START Data to use

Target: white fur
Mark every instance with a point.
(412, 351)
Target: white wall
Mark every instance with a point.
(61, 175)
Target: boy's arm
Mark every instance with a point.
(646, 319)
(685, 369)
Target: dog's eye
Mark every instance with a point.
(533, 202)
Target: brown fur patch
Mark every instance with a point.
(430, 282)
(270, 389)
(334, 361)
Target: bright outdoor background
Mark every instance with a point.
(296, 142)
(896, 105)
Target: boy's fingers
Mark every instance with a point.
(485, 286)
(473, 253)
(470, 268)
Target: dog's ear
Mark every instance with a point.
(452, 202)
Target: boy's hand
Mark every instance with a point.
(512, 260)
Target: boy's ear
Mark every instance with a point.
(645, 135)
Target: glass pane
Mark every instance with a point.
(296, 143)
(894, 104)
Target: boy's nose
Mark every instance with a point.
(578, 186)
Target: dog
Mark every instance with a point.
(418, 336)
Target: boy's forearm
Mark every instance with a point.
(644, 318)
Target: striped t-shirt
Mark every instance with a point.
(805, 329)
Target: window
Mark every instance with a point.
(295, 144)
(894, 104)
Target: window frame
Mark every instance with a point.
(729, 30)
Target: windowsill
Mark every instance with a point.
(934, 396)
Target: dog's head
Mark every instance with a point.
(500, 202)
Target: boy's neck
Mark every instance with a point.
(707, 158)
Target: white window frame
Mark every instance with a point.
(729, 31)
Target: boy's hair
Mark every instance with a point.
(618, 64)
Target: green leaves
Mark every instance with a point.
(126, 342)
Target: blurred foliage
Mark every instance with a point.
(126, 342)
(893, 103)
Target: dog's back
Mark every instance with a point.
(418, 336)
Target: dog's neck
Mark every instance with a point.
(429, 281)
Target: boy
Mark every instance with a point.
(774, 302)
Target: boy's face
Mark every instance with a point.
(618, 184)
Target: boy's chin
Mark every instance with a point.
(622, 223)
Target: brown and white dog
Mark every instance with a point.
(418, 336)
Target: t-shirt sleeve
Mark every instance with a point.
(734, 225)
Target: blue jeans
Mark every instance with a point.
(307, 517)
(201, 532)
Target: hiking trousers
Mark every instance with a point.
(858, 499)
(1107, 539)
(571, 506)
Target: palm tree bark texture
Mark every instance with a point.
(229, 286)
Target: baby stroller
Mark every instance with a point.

END Data to use

◆ Required work
Please copy every line of the data that carries the string "brown".

◆ Output
Target: brown fur patch
Target: brown and white dog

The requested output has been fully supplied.